WHAT YOU NEED TO DO:
1) Quote the parenting commentary verbatim, from "Do you not actually" up to and including "cases you are a bad moral example to your child.".
2) In the parenting commentary, what kind of story do many commenters say this is, rather than a Chinese story?

EXCERPTED PASSAGE:
* start *

I’m a philosopher of human nature, and I have kids.  So, I think a lot about this stuff, both personally and philosophically.  As depicted by the WSJ, though admittedly in her own words, Amy Chua is way over the top.  For example, she brags about calling her children garbage.

Here is what I think about calling your child “garbage.”

Do you actually think your child is garbage?  Then you are a bad parent for not being able to see the intrinsic value in every human life, even worse because it is your own child.  Therefore you are a bad moral example to your child.

Do you not actually think that your child is garbage, but you say it anyway?  Then you are lying to your child for the sake of behavioral manipulation.  Or you lack self control.  Or you are experimenting to see what if feels like to imitate what your father said to you when you were a child (Chua mentions this in the article).  In all cases you are a bad moral example to your child.

Some commenters on the article noted that this style of parenting must work, otherwise the traditions of behaving this way would have gone extinct.  This is a rational position to take, it makes sense in terms of cultural evolution.  It might have been highly adaptive under certain conditions, for example where existence is precarious, where life and death are at stake.  But we are no longer under such conditions, and even if we were, there are higher goals to aim for than mere survival.  Perhaps that is why this style disappears quickly after immigrating to the US (as many commenters note, this is not a Chinese story, it is an immigrant story).  Maybe the US makes people “soft.”  But just surviving is not good enough for human beings.  Aristotle says humans might have first banded together for the sake of survival, but the point now is to become good.

Based on the comments on the story, and other narratives I have heard, the above parenting style will make some children hate their parents.  It will turn some children into psychological wrecks.  It will cause innate talent to be stunted or crushed in favor of talents of the parent’s choosing.

Which bring up a point: should one become a parent for the sake of oneself or for the sake of one’s children?  Chua mentions that some cultures assume that children exist for the sake of their parents.  This is understandable, again, from a cultural evolutionary perspective: traditionally, parents need kids as laborers and “social security.”  Other cultures believe children exist for their own sake.  Human life is not merely a means for others to make use of; it is an end in itself.  The truth is that both positions are correct, and need each other.  Relationships do not have to be zero-sum, they can be mutually helpful.  Children are not servants, and neither are parents.  Families help each other.  It is supposed to be good for everyone involved.

* end *

ITEMS:
* start *

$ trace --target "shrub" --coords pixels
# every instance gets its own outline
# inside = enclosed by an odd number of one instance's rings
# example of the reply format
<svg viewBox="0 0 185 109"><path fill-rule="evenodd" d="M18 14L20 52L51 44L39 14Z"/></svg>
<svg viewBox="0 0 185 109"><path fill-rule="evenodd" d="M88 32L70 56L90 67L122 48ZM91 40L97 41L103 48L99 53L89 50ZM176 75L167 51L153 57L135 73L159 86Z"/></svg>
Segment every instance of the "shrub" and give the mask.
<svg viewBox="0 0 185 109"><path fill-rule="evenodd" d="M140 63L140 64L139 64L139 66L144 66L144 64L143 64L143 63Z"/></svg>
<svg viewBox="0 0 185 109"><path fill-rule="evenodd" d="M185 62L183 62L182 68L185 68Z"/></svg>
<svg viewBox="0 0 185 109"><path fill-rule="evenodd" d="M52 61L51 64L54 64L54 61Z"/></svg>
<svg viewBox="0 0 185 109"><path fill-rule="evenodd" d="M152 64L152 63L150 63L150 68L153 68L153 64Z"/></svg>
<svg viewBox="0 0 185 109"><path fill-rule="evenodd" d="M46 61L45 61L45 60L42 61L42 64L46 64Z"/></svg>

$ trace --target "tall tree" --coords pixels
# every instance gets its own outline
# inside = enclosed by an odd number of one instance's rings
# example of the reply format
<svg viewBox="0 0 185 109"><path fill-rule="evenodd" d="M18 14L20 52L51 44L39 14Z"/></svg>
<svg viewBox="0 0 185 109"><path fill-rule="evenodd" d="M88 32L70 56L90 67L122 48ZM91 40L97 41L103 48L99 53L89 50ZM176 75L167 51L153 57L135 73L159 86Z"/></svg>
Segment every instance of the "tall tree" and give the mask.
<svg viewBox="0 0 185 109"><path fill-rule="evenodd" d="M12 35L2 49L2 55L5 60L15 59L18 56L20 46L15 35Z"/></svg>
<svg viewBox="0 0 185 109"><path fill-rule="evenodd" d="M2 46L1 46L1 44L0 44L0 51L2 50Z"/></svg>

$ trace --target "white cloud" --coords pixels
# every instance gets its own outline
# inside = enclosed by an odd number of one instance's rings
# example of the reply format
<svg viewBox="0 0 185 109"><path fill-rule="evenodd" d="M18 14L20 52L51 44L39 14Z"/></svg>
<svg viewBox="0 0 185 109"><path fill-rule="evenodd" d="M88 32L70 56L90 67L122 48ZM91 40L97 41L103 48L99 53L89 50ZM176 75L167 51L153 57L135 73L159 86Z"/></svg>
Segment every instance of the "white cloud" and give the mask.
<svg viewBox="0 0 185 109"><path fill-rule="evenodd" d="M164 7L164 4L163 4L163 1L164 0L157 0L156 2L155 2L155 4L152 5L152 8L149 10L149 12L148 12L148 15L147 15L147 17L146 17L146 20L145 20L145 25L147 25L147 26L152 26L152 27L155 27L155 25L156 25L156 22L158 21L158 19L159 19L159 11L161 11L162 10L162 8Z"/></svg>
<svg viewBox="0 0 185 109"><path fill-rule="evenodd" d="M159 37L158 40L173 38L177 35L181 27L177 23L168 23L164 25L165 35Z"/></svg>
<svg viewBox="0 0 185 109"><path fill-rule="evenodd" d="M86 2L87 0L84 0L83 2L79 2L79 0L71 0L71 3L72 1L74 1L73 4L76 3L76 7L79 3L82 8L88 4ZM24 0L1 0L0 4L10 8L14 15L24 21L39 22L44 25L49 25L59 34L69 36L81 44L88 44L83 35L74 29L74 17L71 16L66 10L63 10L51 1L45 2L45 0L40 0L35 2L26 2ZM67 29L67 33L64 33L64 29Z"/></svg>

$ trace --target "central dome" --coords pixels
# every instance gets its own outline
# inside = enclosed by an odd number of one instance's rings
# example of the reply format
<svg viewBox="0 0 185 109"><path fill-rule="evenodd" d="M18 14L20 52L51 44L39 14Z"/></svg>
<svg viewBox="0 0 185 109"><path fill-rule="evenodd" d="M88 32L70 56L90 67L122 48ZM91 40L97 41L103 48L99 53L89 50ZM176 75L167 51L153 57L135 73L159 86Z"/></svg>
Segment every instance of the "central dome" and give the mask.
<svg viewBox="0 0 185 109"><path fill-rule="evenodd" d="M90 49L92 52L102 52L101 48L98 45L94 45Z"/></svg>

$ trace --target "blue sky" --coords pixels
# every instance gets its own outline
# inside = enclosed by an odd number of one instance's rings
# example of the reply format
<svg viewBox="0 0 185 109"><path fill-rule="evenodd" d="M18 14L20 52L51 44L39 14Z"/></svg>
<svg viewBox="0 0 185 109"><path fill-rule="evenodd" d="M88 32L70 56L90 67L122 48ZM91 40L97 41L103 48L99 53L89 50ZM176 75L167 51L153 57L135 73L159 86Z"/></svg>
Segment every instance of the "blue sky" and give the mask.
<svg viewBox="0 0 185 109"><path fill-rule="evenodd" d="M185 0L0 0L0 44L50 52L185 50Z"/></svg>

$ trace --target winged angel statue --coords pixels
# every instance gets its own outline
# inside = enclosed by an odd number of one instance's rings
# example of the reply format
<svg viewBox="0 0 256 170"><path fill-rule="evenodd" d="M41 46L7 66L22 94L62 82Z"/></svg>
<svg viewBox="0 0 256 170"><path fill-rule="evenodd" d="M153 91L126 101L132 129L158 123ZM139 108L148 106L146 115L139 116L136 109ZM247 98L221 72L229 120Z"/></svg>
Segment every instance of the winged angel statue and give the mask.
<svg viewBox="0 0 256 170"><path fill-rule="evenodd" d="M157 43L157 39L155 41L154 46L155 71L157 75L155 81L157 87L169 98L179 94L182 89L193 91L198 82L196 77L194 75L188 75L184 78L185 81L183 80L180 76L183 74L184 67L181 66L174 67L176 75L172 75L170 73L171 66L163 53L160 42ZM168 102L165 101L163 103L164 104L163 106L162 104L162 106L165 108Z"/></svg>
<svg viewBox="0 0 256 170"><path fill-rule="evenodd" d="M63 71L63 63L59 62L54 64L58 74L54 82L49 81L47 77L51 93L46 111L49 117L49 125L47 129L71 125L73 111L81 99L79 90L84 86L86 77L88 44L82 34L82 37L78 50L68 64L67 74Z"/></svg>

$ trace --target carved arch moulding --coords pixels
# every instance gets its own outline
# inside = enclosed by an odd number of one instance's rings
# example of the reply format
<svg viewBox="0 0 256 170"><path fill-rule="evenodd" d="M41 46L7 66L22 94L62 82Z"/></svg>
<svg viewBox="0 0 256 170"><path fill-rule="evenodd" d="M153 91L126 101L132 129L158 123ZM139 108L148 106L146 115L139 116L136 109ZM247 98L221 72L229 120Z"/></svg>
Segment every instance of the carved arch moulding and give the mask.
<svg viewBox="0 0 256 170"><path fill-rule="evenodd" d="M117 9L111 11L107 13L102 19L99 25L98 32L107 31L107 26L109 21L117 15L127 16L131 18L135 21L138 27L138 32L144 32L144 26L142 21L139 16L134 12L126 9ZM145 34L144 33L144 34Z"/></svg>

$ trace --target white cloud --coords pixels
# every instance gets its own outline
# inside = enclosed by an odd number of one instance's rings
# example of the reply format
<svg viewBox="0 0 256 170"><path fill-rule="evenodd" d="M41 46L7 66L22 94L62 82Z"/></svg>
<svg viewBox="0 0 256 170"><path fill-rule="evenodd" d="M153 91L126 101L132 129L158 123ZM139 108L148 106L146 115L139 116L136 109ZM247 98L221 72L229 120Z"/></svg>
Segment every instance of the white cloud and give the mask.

* end *

TASK-BY-TASK OUTPUTS:
1)
Do you not actually think that your child is garbage, but you say it anyway?  Then you are lying to your child for the sake of behavioral manipulation.  Or you lack self control.  Or you are experimenting to see what if feels like to imitate what your father said to you when you were a child (Chua mentions this in the article).  In all cases you are a bad moral example to your child.

2) An immigrant story.